» **Requirement**: Gather each line containing the string "below" from these entries.

[Natural-language object grounding data]
# # # # #
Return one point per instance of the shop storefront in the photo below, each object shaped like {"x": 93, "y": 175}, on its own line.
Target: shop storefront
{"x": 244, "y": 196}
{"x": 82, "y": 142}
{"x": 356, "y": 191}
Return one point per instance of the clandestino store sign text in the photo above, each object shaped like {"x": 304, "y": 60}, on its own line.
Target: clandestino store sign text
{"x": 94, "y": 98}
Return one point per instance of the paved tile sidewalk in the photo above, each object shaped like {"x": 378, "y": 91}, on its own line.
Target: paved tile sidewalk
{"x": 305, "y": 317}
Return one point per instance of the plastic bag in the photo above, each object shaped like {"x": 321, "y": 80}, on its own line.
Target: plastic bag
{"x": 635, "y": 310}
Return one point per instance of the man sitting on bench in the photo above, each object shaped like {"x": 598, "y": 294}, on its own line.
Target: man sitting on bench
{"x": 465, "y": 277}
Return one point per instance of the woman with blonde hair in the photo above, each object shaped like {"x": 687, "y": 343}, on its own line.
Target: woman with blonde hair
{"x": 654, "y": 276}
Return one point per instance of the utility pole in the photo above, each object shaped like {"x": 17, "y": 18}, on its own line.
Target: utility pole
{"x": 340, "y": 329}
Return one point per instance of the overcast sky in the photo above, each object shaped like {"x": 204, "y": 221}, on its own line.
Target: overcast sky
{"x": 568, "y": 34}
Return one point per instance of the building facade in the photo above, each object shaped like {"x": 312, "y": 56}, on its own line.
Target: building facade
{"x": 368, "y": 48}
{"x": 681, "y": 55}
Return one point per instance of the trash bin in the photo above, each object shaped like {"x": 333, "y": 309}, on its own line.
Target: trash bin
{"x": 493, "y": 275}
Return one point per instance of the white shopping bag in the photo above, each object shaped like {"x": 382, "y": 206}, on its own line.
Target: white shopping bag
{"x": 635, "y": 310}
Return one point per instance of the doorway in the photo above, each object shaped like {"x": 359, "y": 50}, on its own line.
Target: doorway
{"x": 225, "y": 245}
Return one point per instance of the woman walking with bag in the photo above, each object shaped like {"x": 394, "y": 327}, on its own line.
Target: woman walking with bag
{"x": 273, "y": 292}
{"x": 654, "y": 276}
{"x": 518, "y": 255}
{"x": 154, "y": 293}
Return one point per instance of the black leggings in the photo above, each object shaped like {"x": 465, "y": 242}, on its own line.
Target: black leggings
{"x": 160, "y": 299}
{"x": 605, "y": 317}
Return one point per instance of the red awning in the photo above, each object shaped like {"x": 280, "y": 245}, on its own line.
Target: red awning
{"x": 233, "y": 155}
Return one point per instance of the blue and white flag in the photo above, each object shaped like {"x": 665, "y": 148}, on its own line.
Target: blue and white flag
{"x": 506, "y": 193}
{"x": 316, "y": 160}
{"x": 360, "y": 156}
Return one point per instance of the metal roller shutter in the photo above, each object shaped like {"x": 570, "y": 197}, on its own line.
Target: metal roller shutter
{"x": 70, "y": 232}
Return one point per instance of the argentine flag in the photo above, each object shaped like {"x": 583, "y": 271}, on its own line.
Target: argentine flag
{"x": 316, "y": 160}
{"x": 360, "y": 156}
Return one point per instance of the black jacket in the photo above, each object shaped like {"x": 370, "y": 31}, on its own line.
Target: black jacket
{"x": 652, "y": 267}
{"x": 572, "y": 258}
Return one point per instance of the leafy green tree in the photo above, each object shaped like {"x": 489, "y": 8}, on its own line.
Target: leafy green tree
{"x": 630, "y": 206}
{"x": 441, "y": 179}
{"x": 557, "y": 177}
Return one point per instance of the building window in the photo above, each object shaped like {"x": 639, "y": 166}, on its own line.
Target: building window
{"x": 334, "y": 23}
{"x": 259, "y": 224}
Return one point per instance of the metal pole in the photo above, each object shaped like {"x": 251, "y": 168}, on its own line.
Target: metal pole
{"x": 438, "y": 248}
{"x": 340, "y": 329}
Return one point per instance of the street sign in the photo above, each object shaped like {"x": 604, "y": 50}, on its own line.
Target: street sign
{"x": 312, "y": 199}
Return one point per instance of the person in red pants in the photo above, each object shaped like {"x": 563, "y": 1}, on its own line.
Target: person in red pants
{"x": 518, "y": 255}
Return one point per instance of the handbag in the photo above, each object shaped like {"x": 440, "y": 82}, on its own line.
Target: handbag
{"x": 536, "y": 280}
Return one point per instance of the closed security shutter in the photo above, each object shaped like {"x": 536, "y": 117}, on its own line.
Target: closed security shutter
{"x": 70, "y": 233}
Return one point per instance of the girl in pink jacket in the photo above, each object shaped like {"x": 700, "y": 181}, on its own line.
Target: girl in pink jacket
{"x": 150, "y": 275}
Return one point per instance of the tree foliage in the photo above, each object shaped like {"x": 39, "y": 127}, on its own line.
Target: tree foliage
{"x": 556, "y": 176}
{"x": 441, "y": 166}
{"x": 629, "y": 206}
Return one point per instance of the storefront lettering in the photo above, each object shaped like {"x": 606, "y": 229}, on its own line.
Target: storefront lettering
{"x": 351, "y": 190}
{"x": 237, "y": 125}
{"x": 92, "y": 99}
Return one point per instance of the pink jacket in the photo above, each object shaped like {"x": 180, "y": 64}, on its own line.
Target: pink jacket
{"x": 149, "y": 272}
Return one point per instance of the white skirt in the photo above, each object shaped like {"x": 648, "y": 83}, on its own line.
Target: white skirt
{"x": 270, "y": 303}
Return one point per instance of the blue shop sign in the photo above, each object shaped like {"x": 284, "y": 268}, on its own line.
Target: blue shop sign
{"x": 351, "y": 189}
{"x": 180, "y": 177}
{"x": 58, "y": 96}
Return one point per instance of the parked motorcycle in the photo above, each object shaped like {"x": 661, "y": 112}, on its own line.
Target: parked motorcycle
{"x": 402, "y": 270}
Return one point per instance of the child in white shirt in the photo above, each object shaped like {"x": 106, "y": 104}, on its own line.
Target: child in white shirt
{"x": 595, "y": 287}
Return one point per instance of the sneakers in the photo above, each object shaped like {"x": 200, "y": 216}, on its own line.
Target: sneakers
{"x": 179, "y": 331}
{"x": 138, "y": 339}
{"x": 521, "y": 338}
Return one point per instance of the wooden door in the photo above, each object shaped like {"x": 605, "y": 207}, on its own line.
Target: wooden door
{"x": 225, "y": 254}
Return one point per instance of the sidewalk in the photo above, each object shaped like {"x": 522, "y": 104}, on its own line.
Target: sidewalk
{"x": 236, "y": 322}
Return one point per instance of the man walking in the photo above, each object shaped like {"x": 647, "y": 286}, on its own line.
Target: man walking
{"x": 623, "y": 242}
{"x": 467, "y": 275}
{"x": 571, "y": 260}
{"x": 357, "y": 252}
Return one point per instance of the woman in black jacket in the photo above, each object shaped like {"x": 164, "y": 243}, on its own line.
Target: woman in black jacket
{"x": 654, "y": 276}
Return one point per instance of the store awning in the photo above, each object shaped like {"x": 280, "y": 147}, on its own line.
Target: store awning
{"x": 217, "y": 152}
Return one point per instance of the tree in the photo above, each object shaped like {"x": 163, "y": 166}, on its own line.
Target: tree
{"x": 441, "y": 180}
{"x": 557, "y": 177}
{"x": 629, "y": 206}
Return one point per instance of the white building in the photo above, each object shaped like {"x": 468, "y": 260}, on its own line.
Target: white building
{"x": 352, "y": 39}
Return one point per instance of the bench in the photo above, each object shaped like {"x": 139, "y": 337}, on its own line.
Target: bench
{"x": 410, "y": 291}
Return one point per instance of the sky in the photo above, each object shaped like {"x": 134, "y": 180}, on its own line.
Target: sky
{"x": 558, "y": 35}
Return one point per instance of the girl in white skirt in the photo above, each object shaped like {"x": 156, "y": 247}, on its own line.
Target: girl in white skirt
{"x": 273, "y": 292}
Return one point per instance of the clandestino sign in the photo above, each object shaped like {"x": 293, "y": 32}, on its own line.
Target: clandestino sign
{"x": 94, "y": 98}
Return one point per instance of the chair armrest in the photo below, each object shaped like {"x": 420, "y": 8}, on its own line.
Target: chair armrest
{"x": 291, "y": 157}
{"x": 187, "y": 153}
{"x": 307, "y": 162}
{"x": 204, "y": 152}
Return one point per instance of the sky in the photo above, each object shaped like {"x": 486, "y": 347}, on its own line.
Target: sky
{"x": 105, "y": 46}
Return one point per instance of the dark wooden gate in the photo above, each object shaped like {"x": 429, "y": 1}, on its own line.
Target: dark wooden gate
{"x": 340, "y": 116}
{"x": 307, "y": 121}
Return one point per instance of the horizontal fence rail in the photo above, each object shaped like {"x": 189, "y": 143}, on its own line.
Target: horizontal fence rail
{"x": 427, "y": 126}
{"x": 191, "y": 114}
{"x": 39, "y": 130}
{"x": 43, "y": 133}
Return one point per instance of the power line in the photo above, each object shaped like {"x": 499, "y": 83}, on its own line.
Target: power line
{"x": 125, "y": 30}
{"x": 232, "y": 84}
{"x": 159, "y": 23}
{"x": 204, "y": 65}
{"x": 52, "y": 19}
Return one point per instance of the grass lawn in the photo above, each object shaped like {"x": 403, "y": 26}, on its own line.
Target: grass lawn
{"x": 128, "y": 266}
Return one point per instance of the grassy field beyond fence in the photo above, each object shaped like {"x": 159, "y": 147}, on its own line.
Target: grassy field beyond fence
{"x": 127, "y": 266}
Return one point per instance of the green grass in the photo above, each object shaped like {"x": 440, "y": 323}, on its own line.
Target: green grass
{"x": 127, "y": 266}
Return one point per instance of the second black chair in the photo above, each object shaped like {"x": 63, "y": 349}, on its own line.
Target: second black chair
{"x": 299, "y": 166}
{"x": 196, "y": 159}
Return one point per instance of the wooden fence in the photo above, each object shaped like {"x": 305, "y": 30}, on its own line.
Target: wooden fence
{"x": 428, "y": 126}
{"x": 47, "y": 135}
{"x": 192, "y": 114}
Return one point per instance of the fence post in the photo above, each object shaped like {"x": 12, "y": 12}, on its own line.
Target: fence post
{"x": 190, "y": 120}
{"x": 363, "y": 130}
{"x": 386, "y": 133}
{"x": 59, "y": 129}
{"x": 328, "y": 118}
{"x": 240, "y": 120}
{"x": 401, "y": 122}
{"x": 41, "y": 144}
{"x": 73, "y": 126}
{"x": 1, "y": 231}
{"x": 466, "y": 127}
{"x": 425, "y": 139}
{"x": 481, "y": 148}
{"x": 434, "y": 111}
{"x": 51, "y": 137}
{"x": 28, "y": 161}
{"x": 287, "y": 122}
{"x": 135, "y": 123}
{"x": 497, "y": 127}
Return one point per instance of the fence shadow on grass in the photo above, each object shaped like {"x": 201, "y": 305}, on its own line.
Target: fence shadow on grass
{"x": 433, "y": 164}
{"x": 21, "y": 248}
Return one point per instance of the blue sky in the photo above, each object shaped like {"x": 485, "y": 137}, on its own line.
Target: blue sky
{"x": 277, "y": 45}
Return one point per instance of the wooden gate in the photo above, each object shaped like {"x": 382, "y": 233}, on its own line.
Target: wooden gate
# # # # #
» **Response**:
Return one point per instance of the shop storefront in the photo below, each object shaped like {"x": 93, "y": 175}, on its own line.
Return one point per instance of the chair armrest in the photo below, each object shaped like {"x": 420, "y": 8}, on its own line.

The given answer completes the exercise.